*** Opening of Listed entries ***

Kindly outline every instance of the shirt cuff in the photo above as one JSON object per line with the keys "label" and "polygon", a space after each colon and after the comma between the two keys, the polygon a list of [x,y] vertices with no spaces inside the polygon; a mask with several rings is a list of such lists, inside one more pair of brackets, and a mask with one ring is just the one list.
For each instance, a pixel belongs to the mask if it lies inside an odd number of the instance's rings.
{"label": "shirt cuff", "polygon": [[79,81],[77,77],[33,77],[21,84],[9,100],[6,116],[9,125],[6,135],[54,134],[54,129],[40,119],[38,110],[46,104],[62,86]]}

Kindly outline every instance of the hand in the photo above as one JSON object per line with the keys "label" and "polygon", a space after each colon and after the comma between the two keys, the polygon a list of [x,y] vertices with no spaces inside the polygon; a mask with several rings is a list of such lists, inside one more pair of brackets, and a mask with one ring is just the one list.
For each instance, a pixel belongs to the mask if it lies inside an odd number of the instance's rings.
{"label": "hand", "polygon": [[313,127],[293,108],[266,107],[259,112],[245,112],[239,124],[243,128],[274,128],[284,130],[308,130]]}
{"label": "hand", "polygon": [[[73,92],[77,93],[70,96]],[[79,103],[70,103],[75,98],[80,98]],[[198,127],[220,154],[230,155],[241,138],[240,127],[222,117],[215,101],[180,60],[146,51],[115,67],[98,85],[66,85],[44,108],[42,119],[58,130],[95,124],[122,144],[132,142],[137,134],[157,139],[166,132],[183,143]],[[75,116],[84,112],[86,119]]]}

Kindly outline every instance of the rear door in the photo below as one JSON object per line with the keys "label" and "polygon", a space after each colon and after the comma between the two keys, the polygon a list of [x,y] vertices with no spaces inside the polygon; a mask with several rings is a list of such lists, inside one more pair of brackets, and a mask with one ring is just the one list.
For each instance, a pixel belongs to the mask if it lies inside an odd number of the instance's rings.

*** Close of Listed entries ***

Give back, verbatim, the lines from the top of the entries above through the line containing "Kindly outline every instance of the hand".

Kindly outline every instance of the shirt cuff in the photo above as one JSON object per line with the keys "label" and "polygon", a space after each colon and after the comma between the two keys, the polygon a list of [x,y] vertices with no spaces inside the polygon; a mask with several rings is a list of such lists, inside one more pair of brackets, and a mask with one ring is just the one list.
For each instance, a pixel belongs to the mask if it lies inside an odd number of the instance's rings.
{"label": "shirt cuff", "polygon": [[79,81],[77,77],[33,77],[21,84],[9,100],[6,116],[9,125],[6,135],[54,134],[54,129],[40,119],[38,110],[46,104],[62,86]]}

Kindly outline every instance of the hand in the photo above as one JSON object per line with the keys "label" and "polygon", a space after each colon and after the comma between the two keys, the polygon a list of [x,y] vertices with no spaces inside the polygon; a mask with several rings is a list of such lists, inside one more pair of brackets, and a mask with one ring is just the one list.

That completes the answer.